> **REQUIRED TASK**:
Can you rename every "jacket" to "coat" in all the items below and leave everything else the same?

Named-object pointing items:
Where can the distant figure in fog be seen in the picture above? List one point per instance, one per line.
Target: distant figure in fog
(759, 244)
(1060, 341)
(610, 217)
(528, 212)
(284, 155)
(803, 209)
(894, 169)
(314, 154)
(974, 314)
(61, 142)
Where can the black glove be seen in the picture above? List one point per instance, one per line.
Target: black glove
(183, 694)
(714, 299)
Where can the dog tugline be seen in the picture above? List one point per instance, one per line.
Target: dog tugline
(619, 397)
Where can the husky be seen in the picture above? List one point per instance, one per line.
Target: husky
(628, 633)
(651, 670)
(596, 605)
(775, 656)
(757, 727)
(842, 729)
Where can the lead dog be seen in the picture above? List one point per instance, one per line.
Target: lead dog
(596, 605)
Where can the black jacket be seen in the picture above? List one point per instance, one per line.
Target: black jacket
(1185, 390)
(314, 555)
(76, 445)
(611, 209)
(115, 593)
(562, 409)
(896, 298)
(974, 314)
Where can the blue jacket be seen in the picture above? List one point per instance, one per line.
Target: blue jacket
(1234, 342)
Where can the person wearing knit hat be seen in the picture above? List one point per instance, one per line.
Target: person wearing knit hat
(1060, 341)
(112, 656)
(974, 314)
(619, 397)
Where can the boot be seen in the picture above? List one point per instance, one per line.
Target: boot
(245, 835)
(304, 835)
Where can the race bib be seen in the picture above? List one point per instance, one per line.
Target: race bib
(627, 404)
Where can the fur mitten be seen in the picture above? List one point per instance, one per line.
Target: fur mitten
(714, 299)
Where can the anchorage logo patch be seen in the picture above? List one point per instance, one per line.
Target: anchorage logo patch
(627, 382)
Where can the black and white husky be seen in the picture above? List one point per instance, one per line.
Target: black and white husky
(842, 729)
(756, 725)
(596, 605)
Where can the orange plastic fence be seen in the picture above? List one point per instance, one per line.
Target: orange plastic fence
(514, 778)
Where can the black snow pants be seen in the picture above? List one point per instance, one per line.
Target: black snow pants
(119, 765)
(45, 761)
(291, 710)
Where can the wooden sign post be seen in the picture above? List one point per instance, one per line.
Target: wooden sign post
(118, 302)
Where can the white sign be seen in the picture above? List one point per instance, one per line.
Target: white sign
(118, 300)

> **THE SOLUTION**:
Where can the distant figure in fog be seen in the picture above? List one point per instance, one per line.
Target: distant figure in fog
(759, 244)
(1060, 341)
(610, 217)
(528, 212)
(284, 155)
(803, 209)
(894, 169)
(314, 154)
(974, 314)
(61, 142)
Where can the black glove be seen in the picture above? List one point per instance, one per line.
Target: black glove
(183, 694)
(714, 299)
Where can the dog tugline be seen in the picture above? List one point per instance, one per line.
Target: dog tugline
(619, 397)
Where can the husky be seen in the picture above? List one point per instance, one per line.
Target: husky
(628, 633)
(651, 670)
(596, 605)
(775, 656)
(757, 727)
(842, 729)
Where can the lead dog be seen in the picture above? List one point per instance, one per line.
Target: lead dog
(596, 605)
Where can the black coat be seen in the picture above? List one point per instance, one per line.
Target: black coat
(1185, 390)
(314, 555)
(76, 445)
(611, 209)
(115, 593)
(562, 409)
(896, 298)
(974, 314)
Where can the blue coat be seen in the picture above? List one point per instance, one per line.
Target: blue coat
(1234, 342)
Where can the person wearing knit hat be seen in the picture above? List one point per instance, one per line.
Target: person wearing knit hat
(1060, 341)
(112, 656)
(974, 314)
(619, 397)
Where can the boot be seen in the picture above? List one point per instance, one per line.
Target: boot
(245, 835)
(304, 835)
Where can the race bib be seen in the picture above? List one point per instance, one per line.
Target: race bib
(627, 404)
Where can the fur mitten be seen in the picture above? List one point per instance, one per line.
Target: fur mitten
(714, 299)
Where can the anchorage logo patch be seen in the picture above? List one point per instance, one per line.
Target: anchorage logo patch
(627, 382)
Where can the black and white husky be seen in the picture above? List one point per instance, one per line.
Target: black and white husky
(842, 729)
(756, 725)
(596, 605)
Where can the orange plastic fence be seen in the picture above? List one point per instance, one per line.
Target: orange plastic fence
(514, 778)
Where can the black snow pants be seen in the picture above? List one point per instance, one per line.
Target: black snow pants
(119, 765)
(45, 761)
(291, 710)
Where can the wooden sign post be seen in the picture above? List one point per instance, one per line.
Target: wooden sign post
(118, 302)
Where can the white sign be seen in the picture above? List one point per instance, one per line.
Target: white sign
(118, 300)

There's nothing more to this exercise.